Point annotations on photos
....................

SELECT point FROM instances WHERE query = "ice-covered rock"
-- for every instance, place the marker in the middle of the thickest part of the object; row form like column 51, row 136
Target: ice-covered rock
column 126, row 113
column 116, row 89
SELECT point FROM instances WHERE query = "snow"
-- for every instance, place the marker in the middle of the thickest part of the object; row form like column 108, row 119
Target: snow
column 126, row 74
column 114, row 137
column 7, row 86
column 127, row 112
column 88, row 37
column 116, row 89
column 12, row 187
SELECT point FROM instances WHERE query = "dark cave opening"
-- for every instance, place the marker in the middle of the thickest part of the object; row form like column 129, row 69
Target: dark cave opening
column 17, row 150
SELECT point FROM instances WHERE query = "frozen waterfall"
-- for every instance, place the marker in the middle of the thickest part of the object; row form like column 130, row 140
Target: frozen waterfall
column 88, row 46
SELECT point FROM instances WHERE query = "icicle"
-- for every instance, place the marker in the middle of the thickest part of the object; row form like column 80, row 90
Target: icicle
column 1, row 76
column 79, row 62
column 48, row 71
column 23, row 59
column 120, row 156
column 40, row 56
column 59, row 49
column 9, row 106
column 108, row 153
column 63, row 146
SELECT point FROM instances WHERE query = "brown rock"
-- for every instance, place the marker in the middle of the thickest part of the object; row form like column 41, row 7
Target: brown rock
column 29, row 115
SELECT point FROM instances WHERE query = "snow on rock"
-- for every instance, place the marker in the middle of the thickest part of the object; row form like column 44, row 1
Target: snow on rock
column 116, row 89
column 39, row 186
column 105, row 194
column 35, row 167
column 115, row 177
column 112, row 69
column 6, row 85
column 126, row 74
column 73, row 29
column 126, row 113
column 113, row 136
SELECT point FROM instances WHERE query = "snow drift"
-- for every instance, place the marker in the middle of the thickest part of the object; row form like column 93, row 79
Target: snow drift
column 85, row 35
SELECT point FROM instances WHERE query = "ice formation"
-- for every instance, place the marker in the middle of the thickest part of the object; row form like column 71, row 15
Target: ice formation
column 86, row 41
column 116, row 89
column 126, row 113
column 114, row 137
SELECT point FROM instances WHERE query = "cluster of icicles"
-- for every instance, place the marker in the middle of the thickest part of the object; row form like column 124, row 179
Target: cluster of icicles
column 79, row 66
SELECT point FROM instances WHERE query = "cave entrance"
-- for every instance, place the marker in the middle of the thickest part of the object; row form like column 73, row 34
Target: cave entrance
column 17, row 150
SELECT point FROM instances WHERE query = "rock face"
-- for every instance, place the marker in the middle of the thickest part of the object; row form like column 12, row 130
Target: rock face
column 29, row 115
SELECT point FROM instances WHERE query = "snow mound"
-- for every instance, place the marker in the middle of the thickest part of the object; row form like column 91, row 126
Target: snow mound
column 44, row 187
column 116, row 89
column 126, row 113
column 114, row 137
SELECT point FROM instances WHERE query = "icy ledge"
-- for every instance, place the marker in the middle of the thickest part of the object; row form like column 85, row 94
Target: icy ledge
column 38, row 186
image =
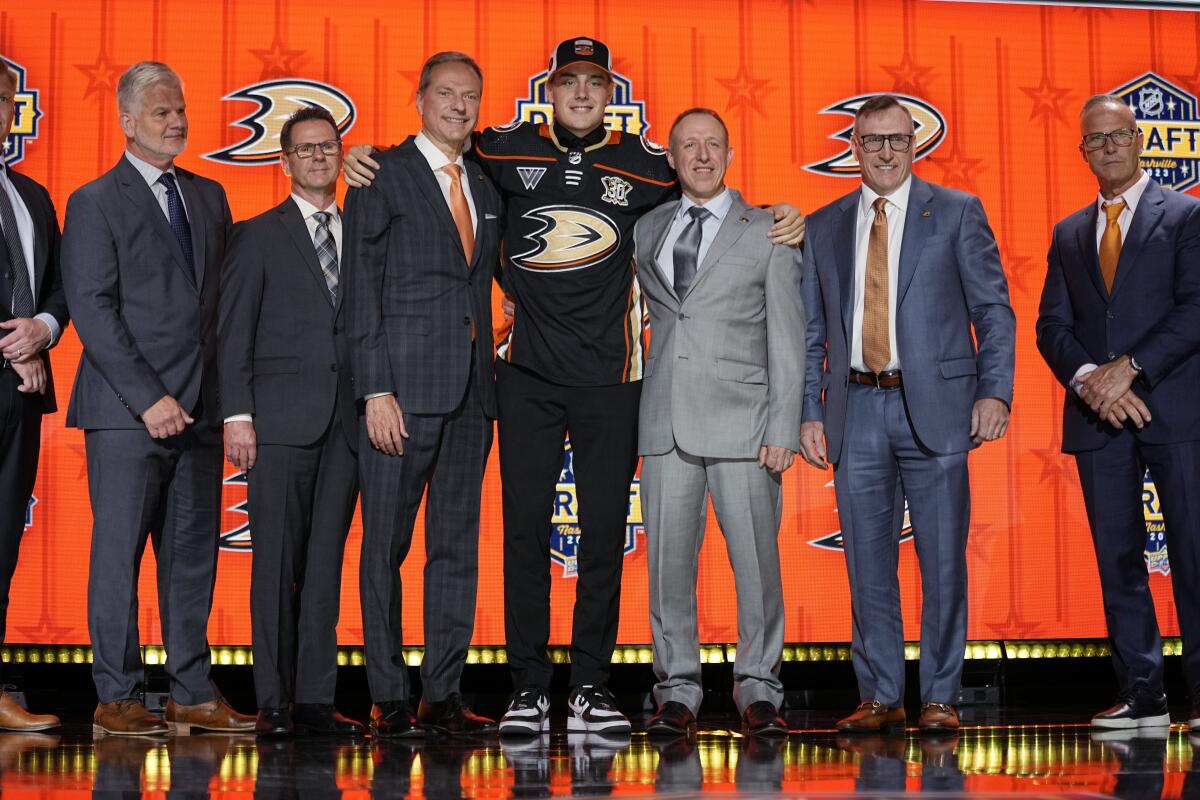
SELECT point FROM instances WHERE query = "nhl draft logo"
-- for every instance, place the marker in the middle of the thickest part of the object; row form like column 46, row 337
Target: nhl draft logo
column 235, row 519
column 27, row 112
column 564, row 522
column 623, row 114
column 1156, row 529
column 277, row 100
column 835, row 541
column 929, row 130
column 1170, row 127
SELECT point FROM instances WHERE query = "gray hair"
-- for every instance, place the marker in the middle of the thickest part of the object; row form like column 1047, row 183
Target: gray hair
column 138, row 78
column 445, row 56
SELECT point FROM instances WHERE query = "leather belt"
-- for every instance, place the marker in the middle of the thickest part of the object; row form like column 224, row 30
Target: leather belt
column 889, row 379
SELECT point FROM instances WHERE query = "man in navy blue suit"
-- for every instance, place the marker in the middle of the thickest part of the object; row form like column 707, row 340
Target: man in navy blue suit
column 1120, row 328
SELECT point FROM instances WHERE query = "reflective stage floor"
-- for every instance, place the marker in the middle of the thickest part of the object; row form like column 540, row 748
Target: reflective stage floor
column 982, row 761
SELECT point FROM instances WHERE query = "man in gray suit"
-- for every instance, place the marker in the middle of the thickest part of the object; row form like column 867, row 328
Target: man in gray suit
column 720, row 413
column 895, row 277
column 142, row 251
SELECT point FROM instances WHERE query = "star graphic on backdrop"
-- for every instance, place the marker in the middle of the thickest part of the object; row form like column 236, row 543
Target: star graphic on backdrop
column 745, row 90
column 102, row 74
column 279, row 61
column 910, row 77
column 958, row 170
column 1048, row 100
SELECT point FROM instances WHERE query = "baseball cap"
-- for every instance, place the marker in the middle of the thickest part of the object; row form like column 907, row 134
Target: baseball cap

....................

Lay out every line of the listing above as a numbered list, skipping blank lines, and keep the pictures out of your answer.

## RESULT OF THE EXERCISE:
1. SELECT point FROM instances WHERE query = "ice-covered rock"
2. -- for every instance, place the marker in the middle of the thickest part of the object; row form like column 51, row 136
3. Target: ice-covered rock
4. column 126, row 113
5. column 116, row 89
6. SELECT point FROM instances WHERE query = "snow"
7. -- for every instance, place the marker in the middle of the thickest part of the object; row form like column 108, row 119
8. Target: snow
9. column 126, row 74
10. column 114, row 137
11. column 7, row 86
12. column 127, row 112
13. column 88, row 37
14. column 116, row 89
15. column 12, row 187
16. SELECT point FROM instances WHERE query = "dark cave opening"
17. -- for every instance, place the marker in the middle of the thickest part of the object; row form like column 129, row 69
18. Target: dark cave opening
19. column 17, row 150
20. SELECT point FROM instances WHERE query = "frozen waterfall"
21. -- for every instance, place the marker in the middle of the thickest part of the object; row form like column 130, row 140
22. Target: frozen waterfall
23. column 88, row 46
24. SELECT point FROM instances WHERE query = "icicle"
25. -- for every instance, place the marker in the middle of the thickest part of the object; row form like column 80, row 90
26. Target: icicle
27. column 1, row 76
28. column 79, row 62
29. column 48, row 71
30. column 23, row 59
31. column 120, row 156
32. column 40, row 56
33. column 59, row 49
34. column 9, row 106
35. column 108, row 153
36. column 63, row 146
37. SELECT point FROM instances WHERE query = "brown rock"
38. -- for every instance, place the marker in the middle of the thickest part of the object; row form like column 41, row 7
39. Target: brown rock
40. column 29, row 115
41. SELECT point FROM instances WHERE query = "snow on rock"
42. -- for every instance, place the marker in the middle of the thickest part of the object; row form like column 44, row 1
43. Target: snow on rock
44. column 116, row 89
45. column 39, row 186
46. column 105, row 194
47. column 35, row 167
48. column 115, row 177
49. column 112, row 69
50. column 6, row 85
51. column 126, row 74
52. column 73, row 29
53. column 126, row 113
54. column 113, row 136
55. SELECT point FROM instances WHERE query = "snow drift"
56. -- for every instance, place the marker in the middle of the thickest part of the object; row form like column 93, row 79
57. Target: snow drift
58. column 85, row 35
59. SELECT point FROM instances WHERE query = "ice formation"
60. -- for every instance, place the marker in the middle of the thickest part of the object; row form like column 71, row 15
61. Target: ice formation
62. column 86, row 41
63. column 116, row 89
64. column 126, row 113
65. column 114, row 137
66. SELECT point FROM instances WHERE query = "cluster of icicles"
67. -- for every instance, place the marker in the middle of the thickest part of the object; row form like column 124, row 179
68. Target: cluster of icicles
69. column 79, row 66
70. SELECT point FROM instances WHERE query = "cave entrance"
71. -- for every instance, place the marker in the middle of the thickest part of the object; row form like column 73, row 34
72. Target: cave entrance
73. column 17, row 150
74. SELECT point FROM instances WHERE query = "rock face"
75. -- for every instance, place the marker in the middle of the thickest part of the object; row form like column 12, row 130
76. Target: rock face
77. column 29, row 115
78. SELECT point FROM instances WHERE query = "snow mound"
79. -- for every instance, place the marker in the middle of the thickest part of the object; row form like column 91, row 126
80. Target: snow mound
81. column 44, row 187
82. column 116, row 89
83. column 126, row 113
84. column 114, row 137
85. SELECT point FROM instances WHERE query = "icy ledge"
86. -- for every instance, place the marker in the middle of the thickest part of the object; row form like column 85, row 94
87. Target: icy ledge
88. column 38, row 186
89. image =
90. SELECT point FROM instances WHERE query = "nhl draft logo"
91. -- for every instance, place the marker in the middle of the thickest part of the object; row form like column 46, row 337
92. Target: nhl draft logo
93. column 235, row 519
94. column 27, row 112
95. column 564, row 522
96. column 623, row 114
97. column 1156, row 529
98. column 277, row 100
99. column 835, row 541
100. column 929, row 130
101. column 1170, row 127
102. SELECT point FROM instances WHERE query = "gray hair"
103. -- for every instance, place the marker in the middle of the thickest part of the object; row form like column 1047, row 183
104. Target: gray hair
105. column 138, row 78
106. column 445, row 56
107. SELECT point FROM instances WHERE query = "leather belt"
108. -- for every instance, place the marker in the middle of the thickest part of the object; row form like column 224, row 30
109. Target: leather belt
110. column 889, row 379
111. SELECT point FROM instances WHERE query = "man in navy blue suit"
112. -- for every instance, place the marker in the middle of the thickest part of the object; row form like column 707, row 340
113. Target: man in navy blue suit
114. column 1120, row 328
115. SELECT point FROM instances WHERE query = "reflective stage floor"
116. -- for every instance, place the marker in the middle of the thickest part of the object; row form like column 540, row 748
117. Target: reflective stage floor
118. column 982, row 761
119. SELECT point FROM instances WHERE query = "man in gray suit"
120. -- for every instance, place the marker in the middle of the thickest part of the object; row form like column 867, row 328
121. Target: man in gray suit
122. column 720, row 413
123. column 895, row 277
124. column 142, row 251
125. SELECT point FROM instances WHERE query = "star graphic on backdrop"
126. -- for every instance, place the marker in the middle of the thickest part of the object; row form like column 236, row 543
127. Target: star graphic on backdrop
128. column 745, row 90
129. column 102, row 74
130. column 279, row 61
131. column 910, row 77
132. column 958, row 170
133. column 1048, row 100
134. SELECT point FROM instances WHERE query = "baseball cap"
135. -- for every instance, place the marker in the middle of the thickest part of the object; row form like column 907, row 134
136. Target: baseball cap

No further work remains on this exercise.